- [Your tasks]:
1. In the men's high jump page, rewrite the paragraph that begins "The men's high jump event" as a short list, keeping its main facts.
2. Copy the men's high jump page word for word from "The men's high" to "(final) local time.".

= 2021 European Athletics Indoor Championships – Men's high jump =

The men's high jump event at the 2021 European Athletics Indoor Championships was held on 4 March at 19:00 (qualification) and 7 March at 11:25 (final) local time.

==Medalists==

| Gold | Silver | Bronze |
|---|---|---|
| Maksim Nedasekau Belarus | Gianmarco Tamberi Italy | Thomas Carmoy Belgium |

==Records==

Standing records prior to the 2021 European Athletics Indoor Championships
| World record | Javier Sotomayor (CUB) | 2.43 | Budapest, Hungary | 4 March 1989 |
| European record | Carlo Thränhardt (FRG) | 2.42 | Berlin, West Germany | 26 February 1988 |
| Championship record | Stefan Holm (SWE) | 2.40 | Madrid, Spain | 6 March 2005 |
| World Leading | Gianmarco Tamberi (ITA) | 2.35 | Ancona, Italy | 21 February 2021 |
European Leading

==Results==
===Qualification===
Qualification: Qualifying performance 2.28 (Q) or at least 8 best performers (q) advance to the Final.

- [Information provided]:

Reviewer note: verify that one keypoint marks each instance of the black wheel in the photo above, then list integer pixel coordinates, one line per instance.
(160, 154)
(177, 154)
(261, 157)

- [The solutions]:
1.
- Event: men's high jump, 2021 European Athletics Indoor Championships
- Qualification: 4 March, 19:00 local time
- Final: 7 March, 11:25 local time

2.
The men's high jump event at the 2021 European Athletics Indoor Championships was held on 4 March at 19:00 (qualification) and 7 March at 11:25 (final) local time.